▶ _Instruction_: Output the data from the line that contains "the rear passenger" through the line that contains "509,0,640,153" as a numbered list, with blank lines left out.

....................

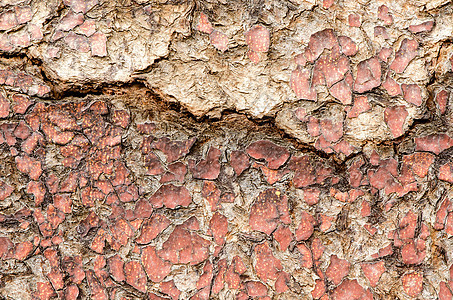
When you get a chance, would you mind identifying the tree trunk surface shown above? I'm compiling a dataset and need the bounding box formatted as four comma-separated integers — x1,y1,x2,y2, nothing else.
0,0,453,300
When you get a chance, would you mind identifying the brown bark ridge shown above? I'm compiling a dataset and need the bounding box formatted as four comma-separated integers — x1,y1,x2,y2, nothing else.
0,0,453,300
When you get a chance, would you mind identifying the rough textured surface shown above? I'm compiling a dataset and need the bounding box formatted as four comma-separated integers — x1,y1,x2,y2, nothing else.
0,0,453,300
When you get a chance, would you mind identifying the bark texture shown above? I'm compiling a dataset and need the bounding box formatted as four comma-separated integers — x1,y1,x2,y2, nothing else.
0,0,453,300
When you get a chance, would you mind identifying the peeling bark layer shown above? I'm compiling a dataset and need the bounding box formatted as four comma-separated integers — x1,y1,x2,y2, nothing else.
0,0,453,300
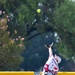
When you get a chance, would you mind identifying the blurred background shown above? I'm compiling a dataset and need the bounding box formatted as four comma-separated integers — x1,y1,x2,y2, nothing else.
0,0,75,72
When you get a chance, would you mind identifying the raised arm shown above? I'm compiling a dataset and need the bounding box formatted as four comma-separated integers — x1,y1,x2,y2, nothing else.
45,43,53,56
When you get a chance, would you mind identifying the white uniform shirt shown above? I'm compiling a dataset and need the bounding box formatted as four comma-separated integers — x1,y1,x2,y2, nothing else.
46,55,59,73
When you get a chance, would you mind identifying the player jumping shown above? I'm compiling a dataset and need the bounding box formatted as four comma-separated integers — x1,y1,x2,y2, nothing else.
42,43,61,75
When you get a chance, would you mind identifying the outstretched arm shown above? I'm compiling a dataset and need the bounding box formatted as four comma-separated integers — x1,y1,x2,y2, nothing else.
45,43,53,56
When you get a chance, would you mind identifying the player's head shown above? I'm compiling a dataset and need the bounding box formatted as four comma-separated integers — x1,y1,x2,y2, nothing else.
55,54,61,63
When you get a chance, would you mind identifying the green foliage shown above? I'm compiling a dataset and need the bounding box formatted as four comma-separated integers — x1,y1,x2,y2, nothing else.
0,19,24,70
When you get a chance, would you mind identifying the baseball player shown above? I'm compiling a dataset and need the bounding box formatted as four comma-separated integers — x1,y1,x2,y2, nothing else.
42,43,61,75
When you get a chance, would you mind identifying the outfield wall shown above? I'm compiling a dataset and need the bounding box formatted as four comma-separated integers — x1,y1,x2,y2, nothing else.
0,71,75,75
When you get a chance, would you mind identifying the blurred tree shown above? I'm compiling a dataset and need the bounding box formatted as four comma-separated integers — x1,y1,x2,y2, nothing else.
0,19,24,71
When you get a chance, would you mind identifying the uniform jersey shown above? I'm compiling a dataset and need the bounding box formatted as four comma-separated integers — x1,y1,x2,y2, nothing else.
44,55,59,74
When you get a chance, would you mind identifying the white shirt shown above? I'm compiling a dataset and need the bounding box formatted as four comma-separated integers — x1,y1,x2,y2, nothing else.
46,55,59,72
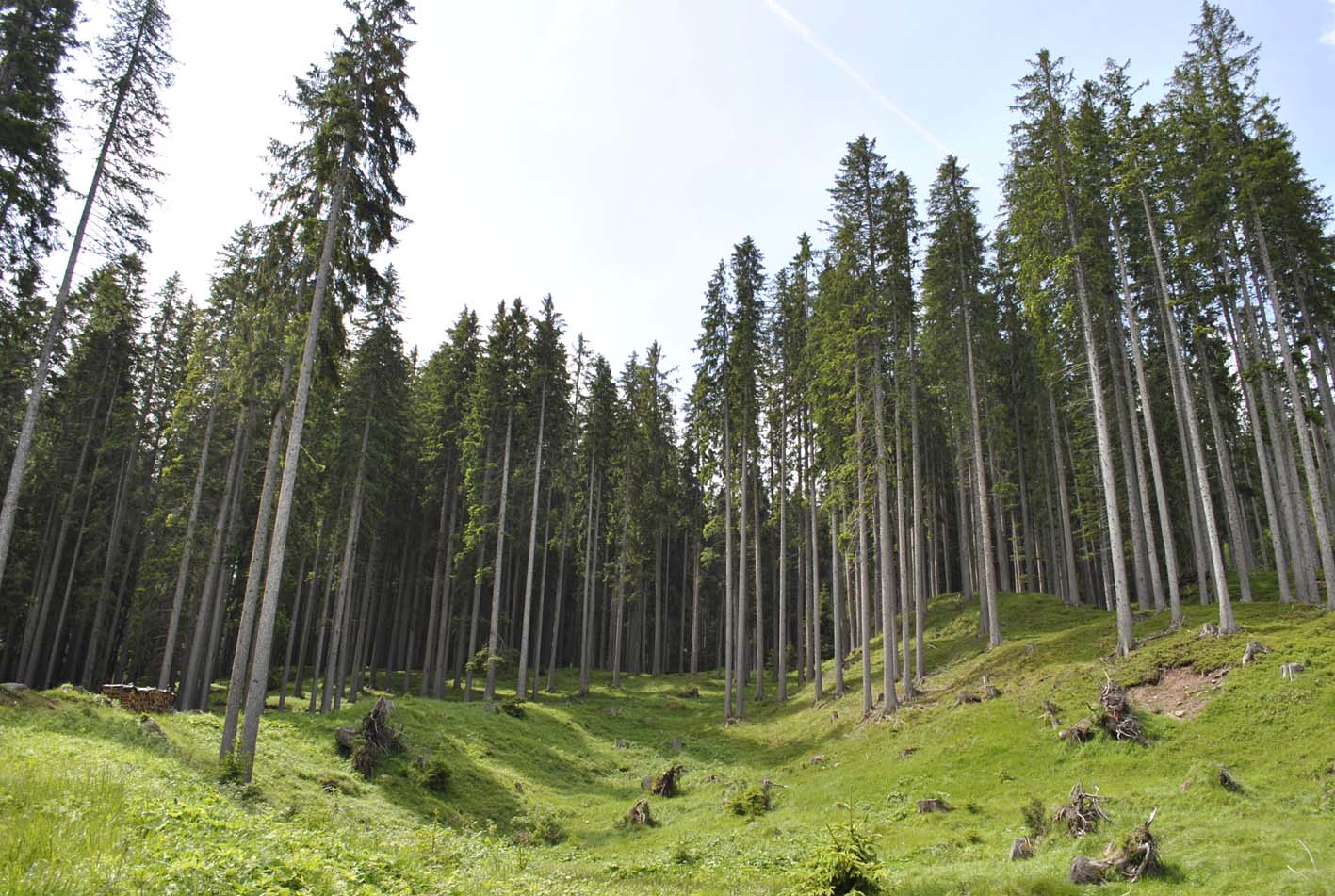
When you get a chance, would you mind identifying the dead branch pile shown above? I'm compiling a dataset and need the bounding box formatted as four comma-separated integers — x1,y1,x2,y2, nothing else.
334,697,403,778
102,684,176,713
1070,809,1163,884
1099,681,1146,743
650,762,686,797
1112,809,1163,883
1052,783,1111,838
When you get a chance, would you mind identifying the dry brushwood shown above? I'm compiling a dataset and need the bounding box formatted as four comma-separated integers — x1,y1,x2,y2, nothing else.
1052,716,1094,743
1099,681,1146,743
627,799,659,828
1243,641,1270,666
919,797,954,815
650,762,686,797
1052,783,1111,838
334,697,403,778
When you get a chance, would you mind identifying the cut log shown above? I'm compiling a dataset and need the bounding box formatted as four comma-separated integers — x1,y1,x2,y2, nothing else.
1069,855,1112,884
1011,838,1034,861
1243,641,1270,666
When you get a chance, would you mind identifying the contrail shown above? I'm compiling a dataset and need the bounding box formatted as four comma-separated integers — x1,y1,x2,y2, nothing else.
765,0,951,155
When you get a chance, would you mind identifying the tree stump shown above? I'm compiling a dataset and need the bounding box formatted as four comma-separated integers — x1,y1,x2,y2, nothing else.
1243,641,1270,666
651,762,686,797
1069,855,1112,884
627,799,659,828
1052,783,1111,838
1099,681,1146,743
1053,719,1094,743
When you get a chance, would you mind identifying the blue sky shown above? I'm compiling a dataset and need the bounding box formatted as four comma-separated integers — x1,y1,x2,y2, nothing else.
59,0,1335,392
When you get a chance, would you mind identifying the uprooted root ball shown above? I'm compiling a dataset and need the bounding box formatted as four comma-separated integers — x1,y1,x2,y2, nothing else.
650,762,686,797
1052,783,1111,838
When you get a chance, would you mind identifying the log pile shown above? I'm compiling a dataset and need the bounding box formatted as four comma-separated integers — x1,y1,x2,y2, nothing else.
102,684,176,713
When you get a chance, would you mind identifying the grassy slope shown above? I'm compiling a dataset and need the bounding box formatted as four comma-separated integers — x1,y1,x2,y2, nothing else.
0,584,1335,895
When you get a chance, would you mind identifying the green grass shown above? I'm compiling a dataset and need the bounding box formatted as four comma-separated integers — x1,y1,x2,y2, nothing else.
0,579,1335,896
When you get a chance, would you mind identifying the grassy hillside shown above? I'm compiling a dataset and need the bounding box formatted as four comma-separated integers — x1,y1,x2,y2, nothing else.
0,595,1335,895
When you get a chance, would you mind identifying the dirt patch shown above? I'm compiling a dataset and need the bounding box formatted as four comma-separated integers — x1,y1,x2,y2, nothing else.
1127,666,1229,719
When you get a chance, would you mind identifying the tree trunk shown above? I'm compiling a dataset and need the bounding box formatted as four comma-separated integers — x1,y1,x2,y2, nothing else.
514,384,547,698
853,368,871,719
157,395,218,691
483,407,514,704
0,9,148,593
237,144,351,783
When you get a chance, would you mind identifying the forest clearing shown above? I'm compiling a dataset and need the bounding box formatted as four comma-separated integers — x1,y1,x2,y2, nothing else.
0,0,1335,896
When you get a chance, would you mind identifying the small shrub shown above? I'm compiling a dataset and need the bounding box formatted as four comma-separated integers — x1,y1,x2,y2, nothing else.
422,758,452,793
727,785,772,819
1020,797,1048,839
510,806,566,847
796,806,881,896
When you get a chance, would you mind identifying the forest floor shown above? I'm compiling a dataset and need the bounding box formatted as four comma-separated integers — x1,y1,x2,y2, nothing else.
0,579,1335,896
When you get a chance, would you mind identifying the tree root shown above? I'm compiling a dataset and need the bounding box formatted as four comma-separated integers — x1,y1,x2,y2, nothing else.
1052,783,1112,838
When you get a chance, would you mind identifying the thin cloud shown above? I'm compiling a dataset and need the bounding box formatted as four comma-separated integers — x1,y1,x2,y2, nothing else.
765,0,955,155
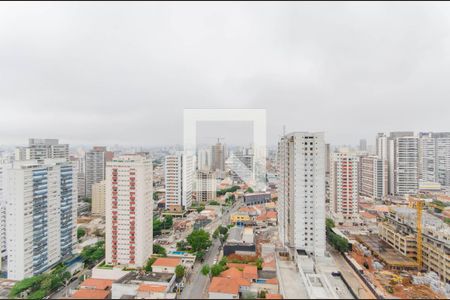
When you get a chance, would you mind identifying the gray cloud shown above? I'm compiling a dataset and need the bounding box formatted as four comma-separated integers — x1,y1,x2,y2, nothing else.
0,2,450,145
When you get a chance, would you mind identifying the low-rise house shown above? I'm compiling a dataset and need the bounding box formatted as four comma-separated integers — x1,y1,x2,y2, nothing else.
111,271,176,299
70,289,111,299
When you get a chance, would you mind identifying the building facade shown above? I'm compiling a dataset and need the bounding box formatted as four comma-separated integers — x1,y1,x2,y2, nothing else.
15,138,69,161
419,132,450,186
277,132,325,256
6,159,77,280
164,153,194,209
359,156,388,200
105,155,153,267
330,153,359,223
91,180,106,217
196,170,216,203
84,147,107,198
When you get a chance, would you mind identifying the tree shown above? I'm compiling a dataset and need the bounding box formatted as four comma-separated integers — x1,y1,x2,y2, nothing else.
201,265,211,276
177,241,188,251
256,257,264,270
175,265,185,279
153,244,167,257
144,257,156,272
77,227,86,239
211,264,225,276
195,251,205,261
186,229,212,252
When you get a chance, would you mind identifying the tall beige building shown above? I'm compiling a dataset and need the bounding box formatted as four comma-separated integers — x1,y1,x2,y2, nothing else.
105,154,153,268
91,180,106,217
195,170,216,203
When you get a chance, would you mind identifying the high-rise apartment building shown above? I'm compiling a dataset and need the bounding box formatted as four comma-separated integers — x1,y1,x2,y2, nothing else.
277,132,325,256
419,132,450,186
359,156,388,200
197,149,212,171
0,158,11,265
91,180,106,217
196,170,216,203
15,139,69,161
84,146,112,198
330,152,359,223
376,133,388,161
391,135,419,195
359,139,367,151
164,153,194,209
6,158,77,280
105,154,153,267
211,141,225,171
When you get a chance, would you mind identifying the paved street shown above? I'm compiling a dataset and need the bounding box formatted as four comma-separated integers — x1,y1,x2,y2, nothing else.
181,202,241,299
328,247,376,299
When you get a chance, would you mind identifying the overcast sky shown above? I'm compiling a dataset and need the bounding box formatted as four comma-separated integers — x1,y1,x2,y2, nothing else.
0,2,450,145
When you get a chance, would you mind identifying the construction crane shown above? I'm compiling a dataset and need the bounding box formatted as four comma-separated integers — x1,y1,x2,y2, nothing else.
408,196,425,271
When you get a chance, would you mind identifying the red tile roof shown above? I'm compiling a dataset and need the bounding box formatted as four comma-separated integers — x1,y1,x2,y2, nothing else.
80,278,113,290
152,257,181,267
220,268,243,279
138,283,167,293
72,289,109,299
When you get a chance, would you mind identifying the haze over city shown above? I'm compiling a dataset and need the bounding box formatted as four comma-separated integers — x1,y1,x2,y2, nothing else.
0,2,450,146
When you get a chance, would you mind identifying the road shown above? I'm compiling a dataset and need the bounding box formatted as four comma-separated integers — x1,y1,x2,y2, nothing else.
180,202,242,299
328,247,376,299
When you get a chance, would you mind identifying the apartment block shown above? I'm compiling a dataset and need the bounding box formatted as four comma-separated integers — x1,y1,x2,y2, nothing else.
6,158,77,280
330,152,359,223
379,207,450,283
105,154,153,267
359,156,388,200
91,180,106,217
196,170,217,203
277,132,325,256
15,138,69,161
164,153,194,209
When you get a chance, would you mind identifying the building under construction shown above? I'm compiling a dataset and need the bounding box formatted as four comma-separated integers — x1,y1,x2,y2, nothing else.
379,207,450,283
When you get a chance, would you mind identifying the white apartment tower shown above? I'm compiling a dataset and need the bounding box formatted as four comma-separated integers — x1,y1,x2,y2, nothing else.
196,170,216,203
84,146,107,198
91,180,106,217
330,152,359,223
105,154,153,267
419,132,450,186
164,153,194,209
359,156,388,200
393,135,419,196
278,132,325,256
15,139,69,161
6,158,77,280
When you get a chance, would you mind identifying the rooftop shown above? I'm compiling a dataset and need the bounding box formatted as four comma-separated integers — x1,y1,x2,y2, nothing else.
138,283,167,293
115,272,175,284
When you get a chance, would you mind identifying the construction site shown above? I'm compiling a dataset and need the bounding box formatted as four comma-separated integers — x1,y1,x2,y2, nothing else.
344,197,450,299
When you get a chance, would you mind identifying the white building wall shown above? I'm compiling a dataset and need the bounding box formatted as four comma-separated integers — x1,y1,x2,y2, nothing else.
278,132,325,256
105,155,153,267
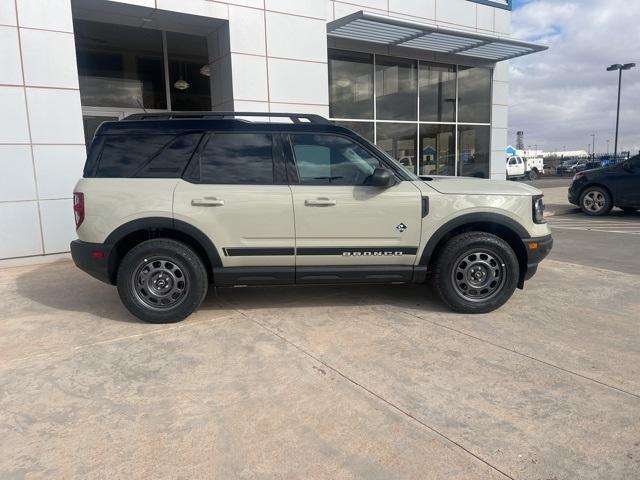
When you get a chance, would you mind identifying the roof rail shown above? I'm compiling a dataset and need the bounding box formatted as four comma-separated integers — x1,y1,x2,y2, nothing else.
123,112,331,124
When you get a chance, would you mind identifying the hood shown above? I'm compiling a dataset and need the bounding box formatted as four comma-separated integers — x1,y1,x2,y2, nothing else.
423,176,542,196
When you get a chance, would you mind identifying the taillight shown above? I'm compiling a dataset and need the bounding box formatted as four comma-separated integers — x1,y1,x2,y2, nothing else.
73,192,84,229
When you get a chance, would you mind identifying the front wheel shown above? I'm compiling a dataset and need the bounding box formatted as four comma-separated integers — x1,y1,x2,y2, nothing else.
432,232,520,313
117,238,208,323
580,187,613,217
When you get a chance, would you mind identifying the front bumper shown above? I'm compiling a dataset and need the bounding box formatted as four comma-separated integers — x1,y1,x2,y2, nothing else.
522,235,553,283
71,240,113,283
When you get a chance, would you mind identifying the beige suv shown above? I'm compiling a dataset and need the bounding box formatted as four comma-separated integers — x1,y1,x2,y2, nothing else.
71,112,553,323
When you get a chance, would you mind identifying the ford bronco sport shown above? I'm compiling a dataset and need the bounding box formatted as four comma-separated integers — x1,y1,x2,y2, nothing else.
71,112,553,323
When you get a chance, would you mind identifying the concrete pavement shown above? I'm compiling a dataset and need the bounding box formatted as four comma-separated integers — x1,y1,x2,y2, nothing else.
0,260,640,479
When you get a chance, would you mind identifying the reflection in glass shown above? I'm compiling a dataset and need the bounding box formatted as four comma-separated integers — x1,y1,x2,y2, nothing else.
458,125,491,178
334,122,373,143
167,32,211,111
74,20,167,109
291,134,381,185
419,62,456,122
376,56,418,120
329,50,373,119
420,125,456,175
458,67,491,123
376,123,417,173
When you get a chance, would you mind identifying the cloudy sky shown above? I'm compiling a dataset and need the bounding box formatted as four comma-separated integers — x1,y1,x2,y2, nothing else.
509,0,640,152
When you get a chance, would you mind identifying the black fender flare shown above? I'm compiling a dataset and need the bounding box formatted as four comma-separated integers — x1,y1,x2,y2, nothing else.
418,212,530,267
104,217,222,267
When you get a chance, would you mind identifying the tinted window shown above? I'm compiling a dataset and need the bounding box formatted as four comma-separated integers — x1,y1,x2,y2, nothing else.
458,67,491,123
376,56,418,120
200,133,274,184
96,135,175,178
291,135,383,185
135,133,202,178
329,50,373,118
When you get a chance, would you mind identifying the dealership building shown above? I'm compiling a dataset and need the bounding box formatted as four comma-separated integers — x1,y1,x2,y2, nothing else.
0,0,543,264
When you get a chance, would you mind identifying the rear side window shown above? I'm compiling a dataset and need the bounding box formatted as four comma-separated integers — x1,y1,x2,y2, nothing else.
134,133,202,178
95,135,175,178
95,133,202,178
196,133,274,185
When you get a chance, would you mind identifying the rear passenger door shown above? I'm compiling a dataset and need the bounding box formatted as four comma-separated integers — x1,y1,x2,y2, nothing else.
173,132,295,283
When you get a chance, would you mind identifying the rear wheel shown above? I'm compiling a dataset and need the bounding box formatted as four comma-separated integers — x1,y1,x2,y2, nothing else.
580,187,613,217
117,239,208,323
433,232,520,313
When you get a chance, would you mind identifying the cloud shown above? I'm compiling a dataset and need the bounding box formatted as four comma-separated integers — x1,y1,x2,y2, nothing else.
509,0,640,153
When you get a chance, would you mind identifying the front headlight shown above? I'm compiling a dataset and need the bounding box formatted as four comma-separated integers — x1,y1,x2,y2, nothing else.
533,195,546,223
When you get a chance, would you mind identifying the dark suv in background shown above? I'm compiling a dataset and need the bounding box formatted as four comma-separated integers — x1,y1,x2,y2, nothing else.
569,155,640,216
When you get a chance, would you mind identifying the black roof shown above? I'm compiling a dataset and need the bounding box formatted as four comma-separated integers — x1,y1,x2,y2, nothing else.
96,112,354,136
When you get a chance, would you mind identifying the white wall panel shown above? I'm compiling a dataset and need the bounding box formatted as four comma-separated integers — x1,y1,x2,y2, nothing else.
0,202,42,258
0,145,36,202
269,58,329,105
0,27,22,85
33,145,87,199
20,28,78,88
16,0,73,32
27,88,84,144
267,12,327,62
0,86,29,143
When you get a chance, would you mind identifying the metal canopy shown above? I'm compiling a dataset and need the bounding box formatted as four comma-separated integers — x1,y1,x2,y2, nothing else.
327,11,549,62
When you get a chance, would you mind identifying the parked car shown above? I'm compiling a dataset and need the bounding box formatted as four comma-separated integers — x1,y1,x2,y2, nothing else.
556,160,580,175
569,155,640,216
507,155,544,180
71,112,553,323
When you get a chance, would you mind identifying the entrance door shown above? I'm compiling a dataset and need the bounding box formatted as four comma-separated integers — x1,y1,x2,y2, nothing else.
289,134,422,283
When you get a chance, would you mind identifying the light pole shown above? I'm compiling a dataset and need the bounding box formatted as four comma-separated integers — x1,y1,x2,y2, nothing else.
607,63,636,161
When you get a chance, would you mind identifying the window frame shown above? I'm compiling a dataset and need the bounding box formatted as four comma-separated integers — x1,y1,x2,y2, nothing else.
182,129,288,186
282,132,407,188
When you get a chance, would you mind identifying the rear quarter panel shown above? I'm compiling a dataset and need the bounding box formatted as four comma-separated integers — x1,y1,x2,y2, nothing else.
74,178,178,243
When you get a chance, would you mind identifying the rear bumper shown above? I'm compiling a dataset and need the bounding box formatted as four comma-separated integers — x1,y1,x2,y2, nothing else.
71,240,113,284
522,235,553,282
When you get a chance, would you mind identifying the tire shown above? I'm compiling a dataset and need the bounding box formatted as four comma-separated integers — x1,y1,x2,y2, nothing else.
580,187,613,217
432,232,520,314
117,239,208,323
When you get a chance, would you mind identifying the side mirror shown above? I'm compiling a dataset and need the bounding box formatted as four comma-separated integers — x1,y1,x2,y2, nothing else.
367,168,396,188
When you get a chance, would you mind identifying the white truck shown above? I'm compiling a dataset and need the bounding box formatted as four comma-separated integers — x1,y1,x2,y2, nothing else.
507,155,544,180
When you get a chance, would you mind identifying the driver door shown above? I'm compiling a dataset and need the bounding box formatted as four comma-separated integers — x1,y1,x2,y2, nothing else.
289,134,422,274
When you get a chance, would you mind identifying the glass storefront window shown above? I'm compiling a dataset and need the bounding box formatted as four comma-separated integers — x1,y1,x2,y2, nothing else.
458,67,491,123
376,56,418,121
419,125,456,175
458,125,491,178
335,121,374,143
74,20,167,109
166,32,211,111
329,50,373,119
419,62,456,122
376,123,418,173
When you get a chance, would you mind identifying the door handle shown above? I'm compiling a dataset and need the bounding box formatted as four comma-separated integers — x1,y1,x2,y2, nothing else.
304,198,338,207
191,197,224,207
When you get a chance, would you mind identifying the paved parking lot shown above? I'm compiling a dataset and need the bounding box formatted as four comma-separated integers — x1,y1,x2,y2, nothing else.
0,242,640,479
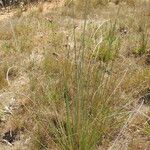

....................

▶ _Written answer_:
1. When you get a chance, would you mind identifying the rear passenger door shown above? I'm compiling a dataset and need the bounding box formatted as four comma-separated integers — x1,y1,x2,y2, nothing else.
2. 173,132,295,283
3. When you get a chance, would you mind identifying the rear wheel shown above? I'm compiling a dataset and need the bounding box formatted as four comma-separated integers — x1,y1,x2,y2, nothing else.
4. 580,187,613,217
5. 117,239,208,323
6. 433,232,520,313
7. When you get a chance, would you mind identifying the cloud shown above? I'm compiling a dataset and need the bounding box formatted as four comma-separated integers — x1,y1,x2,y2, nothing else.
8. 509,0,640,153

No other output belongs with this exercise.